### Excerpted passage
-- -- --

A Waterford hospital is set to feature on tonight's RTE Investigates documentary into the relationship between HSE staff and patient's families.
Your Service Your Say is a bedrock of HSE public policy. It invites, even encourages, those who use any of its many health services to step forward with a comment or complaint when the occasion arises. This means everybody – from hospital patients to their families and friends.
In promoting the Your Service Your Say policy the National Healthcare Charter declares: “Your feedback matters – tell us tell us about your experience so that we can have your concerns addressed.” It promises to “involve you and your family and carers in decision-making about your healthcare.”
This is not the experience of the five people who feature in the 'RTÉ Investigates - Troublemakers' report tonight on RTÉ Prime Time. The investigation features St Patrick’s Hospital in Waterford as well as Cherry Orchard Hospital in Dublin and Cappahard Lodge Nursing Home in Ennis, Co. Clare with the five case studies having much in common.
One such story centres arounf retired Dubliner, Patrick Fitzgerald, a former trade union negotiator, who currently finds himself locked out of Cherry Orchard where his beloved wife Anne is a long-term resident in the Sycamore Unit.

-- -- --

### Check your understanding
[a] In the article on the HSE documentary, copy the text between "Your Service Your Say is" and "families and friends.", inclusive, but swap "bedrock" for "cornerstone".
[b] According to the article on the HSE documentary, why does the National Healthcare Charter ask people to tell the HSE about their experience?
[c] Carry on the article about the HSE documentary from its last sentence.
The entries after this point are separate material and have nothing to do with the article.

-- -- --

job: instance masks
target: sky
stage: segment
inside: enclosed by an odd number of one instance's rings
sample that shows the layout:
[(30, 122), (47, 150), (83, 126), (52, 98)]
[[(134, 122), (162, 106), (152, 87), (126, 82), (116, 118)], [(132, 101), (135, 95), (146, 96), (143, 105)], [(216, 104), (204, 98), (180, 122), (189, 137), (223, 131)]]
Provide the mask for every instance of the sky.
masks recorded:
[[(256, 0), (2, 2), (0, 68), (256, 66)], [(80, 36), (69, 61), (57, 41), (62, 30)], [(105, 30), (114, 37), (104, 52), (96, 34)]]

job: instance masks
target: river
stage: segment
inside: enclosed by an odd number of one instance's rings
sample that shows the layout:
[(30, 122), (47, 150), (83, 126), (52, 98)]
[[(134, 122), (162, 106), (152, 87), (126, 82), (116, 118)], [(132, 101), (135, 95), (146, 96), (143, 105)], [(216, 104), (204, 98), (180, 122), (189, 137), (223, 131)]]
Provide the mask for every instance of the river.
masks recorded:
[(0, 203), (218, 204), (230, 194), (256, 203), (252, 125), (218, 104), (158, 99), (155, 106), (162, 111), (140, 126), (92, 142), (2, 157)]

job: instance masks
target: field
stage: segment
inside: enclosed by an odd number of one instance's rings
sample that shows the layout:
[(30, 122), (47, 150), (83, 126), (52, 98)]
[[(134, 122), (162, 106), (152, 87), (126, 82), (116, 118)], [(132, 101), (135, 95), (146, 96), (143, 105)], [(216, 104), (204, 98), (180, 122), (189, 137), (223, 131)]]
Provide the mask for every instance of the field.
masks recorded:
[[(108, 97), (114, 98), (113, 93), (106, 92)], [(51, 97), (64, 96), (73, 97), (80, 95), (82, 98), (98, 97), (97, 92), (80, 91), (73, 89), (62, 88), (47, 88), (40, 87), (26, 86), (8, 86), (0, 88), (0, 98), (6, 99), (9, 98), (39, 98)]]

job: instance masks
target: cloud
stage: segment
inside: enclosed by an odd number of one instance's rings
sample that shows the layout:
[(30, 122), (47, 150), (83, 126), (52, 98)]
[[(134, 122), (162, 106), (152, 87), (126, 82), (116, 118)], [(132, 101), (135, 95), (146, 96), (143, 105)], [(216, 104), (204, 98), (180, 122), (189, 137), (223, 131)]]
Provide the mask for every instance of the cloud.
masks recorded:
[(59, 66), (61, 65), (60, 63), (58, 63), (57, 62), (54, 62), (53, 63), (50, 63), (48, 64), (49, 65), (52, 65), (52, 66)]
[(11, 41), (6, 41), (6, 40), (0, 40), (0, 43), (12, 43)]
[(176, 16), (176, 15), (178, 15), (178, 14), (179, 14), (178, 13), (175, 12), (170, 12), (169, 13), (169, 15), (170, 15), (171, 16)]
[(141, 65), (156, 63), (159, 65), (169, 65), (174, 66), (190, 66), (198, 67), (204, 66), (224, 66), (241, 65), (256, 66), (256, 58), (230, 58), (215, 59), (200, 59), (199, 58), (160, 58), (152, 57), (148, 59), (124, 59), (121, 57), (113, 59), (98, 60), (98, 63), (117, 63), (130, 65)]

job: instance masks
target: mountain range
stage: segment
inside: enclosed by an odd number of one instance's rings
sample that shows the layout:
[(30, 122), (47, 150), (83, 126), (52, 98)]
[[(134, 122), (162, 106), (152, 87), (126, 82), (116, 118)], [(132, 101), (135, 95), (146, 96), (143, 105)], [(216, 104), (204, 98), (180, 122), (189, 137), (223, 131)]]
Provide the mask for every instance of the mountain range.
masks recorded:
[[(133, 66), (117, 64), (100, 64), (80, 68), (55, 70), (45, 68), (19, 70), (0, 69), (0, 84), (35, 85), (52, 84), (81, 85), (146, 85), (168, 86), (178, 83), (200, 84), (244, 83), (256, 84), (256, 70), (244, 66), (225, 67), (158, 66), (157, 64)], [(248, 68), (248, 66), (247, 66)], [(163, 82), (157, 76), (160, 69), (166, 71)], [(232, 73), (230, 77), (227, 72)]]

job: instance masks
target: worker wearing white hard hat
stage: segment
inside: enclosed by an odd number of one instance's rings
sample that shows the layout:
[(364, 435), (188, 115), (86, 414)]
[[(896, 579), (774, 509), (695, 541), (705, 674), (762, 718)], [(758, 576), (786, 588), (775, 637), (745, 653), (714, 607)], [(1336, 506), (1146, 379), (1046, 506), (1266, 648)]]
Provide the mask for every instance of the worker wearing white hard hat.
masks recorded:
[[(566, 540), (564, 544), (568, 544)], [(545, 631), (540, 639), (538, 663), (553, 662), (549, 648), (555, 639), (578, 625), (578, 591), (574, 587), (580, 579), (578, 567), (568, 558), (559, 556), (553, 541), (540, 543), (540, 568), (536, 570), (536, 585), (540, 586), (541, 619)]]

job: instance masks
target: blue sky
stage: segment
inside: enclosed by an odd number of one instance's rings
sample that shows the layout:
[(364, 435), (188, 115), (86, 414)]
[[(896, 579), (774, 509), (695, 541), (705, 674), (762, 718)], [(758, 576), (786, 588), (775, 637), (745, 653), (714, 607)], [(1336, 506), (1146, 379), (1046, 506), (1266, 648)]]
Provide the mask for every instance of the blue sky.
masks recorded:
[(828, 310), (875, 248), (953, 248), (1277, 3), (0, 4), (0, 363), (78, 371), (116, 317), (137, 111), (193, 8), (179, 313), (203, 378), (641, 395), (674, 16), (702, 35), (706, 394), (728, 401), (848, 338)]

-- -- --

### Answers given
[a]
Your Service Your Say is a cornerstone of HSE public policy. It invites, even encourages, those who use any of its many health services to step forward with a comment or complaint when the occasion arises. This means everybody – from hospital patients to their families and friends.

[b] The Charter asks people to share their experience so that the HSE can have their concerns addressed.

[c]
Anne sustained a life-changing brain injury after slipping on ice nine years ago when putting out a wheelie bin. A random, catastrophic tragedy of such mundane origins, yet it has changed life irrevocably for the Fitzgerald family. Patrick was pleased to find her a residence in the Sycamore Unit but when he began to notice what he felt were lapses in quality of service he felt he should make his observations known to senior staff. And when Anne was left waiting for a scheduled physiotherapy session that did not take place Patrick wanted to know why.
Instead of having his “concerns addressed” he found little encouragement to him reporting the matter. And when he followed up with other complaints he felt his everyday relations deteriorate with some staff at the Sycamore Unit. In return, staff complaints were made against Patrick for aggressive and abusive behaviour – allegations he rejects completely.
On the back of staff complaints, the HSE-run Cherry Orchard Hospital carried out a risk assessment of Patrick Fitzgerald. It concluded that Patrick’s visiting hours be cut to three hours a day and a security guard posted to the Sycamore Unit during this period. With growing frustration over what he saw as fruitless meetings with HSE management Patrick staged a protest against the restrictions by picketing the entrance to the hospital.
Patrick’s visiting hours were further cut to an hour a day, Monday to Thursday from 2-3pm. Which is where he finds himself at present, allowed to visit for just four hours a week in total.
His daughter Frances has tried to fill the void by making daily visits to her stricken mother. RTÉ Investigates has seen internal correspondence at Cherry Orchard refer to Frances exhibiting “similar risk behaviour” as her father. No evidence has been produced to back up this claim and it’s an allegation that incenses the Fitzgerald family.
In a statement to RTÉ, the HSE said: “Management of complaints and compliments for the services provided in Cherry Orchard hospital is on-going. Every effort is made to ensure that learning from the complaints and compliments is acted upon to benefit the experience of all the clients in the unit.”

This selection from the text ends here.